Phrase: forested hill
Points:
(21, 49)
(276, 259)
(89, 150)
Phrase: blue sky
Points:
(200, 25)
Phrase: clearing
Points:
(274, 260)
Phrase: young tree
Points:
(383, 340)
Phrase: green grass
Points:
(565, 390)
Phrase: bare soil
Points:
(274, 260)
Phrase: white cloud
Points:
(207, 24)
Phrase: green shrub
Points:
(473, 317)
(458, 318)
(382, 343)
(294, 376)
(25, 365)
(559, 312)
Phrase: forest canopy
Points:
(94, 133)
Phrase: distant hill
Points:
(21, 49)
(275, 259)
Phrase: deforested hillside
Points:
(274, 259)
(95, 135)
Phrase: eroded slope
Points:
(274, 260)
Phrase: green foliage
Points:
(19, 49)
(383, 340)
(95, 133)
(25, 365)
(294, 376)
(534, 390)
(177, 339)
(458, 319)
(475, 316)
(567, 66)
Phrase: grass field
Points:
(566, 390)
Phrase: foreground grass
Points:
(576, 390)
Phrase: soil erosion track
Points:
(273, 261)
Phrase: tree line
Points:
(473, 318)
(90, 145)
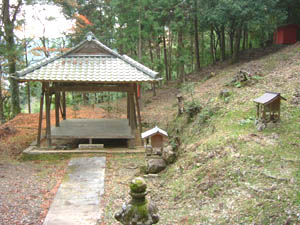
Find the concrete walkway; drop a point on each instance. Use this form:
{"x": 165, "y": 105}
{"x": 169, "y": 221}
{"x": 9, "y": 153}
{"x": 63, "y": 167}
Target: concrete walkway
{"x": 78, "y": 198}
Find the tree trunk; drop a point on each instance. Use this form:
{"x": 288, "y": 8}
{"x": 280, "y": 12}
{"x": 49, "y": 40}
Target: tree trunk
{"x": 151, "y": 53}
{"x": 180, "y": 48}
{"x": 166, "y": 58}
{"x": 28, "y": 97}
{"x": 170, "y": 54}
{"x": 245, "y": 37}
{"x": 235, "y": 55}
{"x": 1, "y": 99}
{"x": 9, "y": 17}
{"x": 231, "y": 39}
{"x": 212, "y": 45}
{"x": 222, "y": 43}
{"x": 192, "y": 52}
{"x": 196, "y": 38}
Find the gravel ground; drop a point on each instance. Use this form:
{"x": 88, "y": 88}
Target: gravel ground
{"x": 27, "y": 189}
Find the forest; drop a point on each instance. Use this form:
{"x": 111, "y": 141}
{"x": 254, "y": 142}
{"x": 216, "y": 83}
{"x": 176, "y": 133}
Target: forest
{"x": 172, "y": 37}
{"x": 212, "y": 139}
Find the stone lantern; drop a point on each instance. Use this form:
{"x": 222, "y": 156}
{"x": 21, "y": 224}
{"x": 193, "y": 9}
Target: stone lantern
{"x": 138, "y": 211}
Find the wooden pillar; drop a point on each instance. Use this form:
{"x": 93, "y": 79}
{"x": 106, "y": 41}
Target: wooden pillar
{"x": 57, "y": 105}
{"x": 48, "y": 121}
{"x": 139, "y": 115}
{"x": 38, "y": 141}
{"x": 64, "y": 106}
{"x": 128, "y": 107}
{"x": 132, "y": 111}
{"x": 131, "y": 142}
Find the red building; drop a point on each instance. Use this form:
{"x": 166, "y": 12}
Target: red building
{"x": 286, "y": 34}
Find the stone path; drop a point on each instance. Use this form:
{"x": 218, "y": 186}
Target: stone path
{"x": 78, "y": 198}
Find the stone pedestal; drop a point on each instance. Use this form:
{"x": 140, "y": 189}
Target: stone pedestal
{"x": 138, "y": 211}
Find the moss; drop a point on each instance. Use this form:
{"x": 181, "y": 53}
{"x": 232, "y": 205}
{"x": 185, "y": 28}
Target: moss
{"x": 138, "y": 185}
{"x": 44, "y": 157}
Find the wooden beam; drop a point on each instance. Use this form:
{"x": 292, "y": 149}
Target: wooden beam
{"x": 139, "y": 116}
{"x": 48, "y": 121}
{"x": 38, "y": 141}
{"x": 91, "y": 88}
{"x": 57, "y": 104}
{"x": 128, "y": 108}
{"x": 64, "y": 106}
{"x": 132, "y": 111}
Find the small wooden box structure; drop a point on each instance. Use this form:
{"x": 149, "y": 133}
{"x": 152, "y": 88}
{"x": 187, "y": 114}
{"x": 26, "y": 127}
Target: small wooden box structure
{"x": 156, "y": 135}
{"x": 268, "y": 106}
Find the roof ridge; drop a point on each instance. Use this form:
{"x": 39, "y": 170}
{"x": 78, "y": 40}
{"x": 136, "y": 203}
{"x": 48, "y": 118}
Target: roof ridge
{"x": 89, "y": 37}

::::::::

> **Task brief**
Filter the records above down to the lines containing "green".

> **Finished task**
Phrase: green grass
Phrase: green shrub
Phrase: green foliage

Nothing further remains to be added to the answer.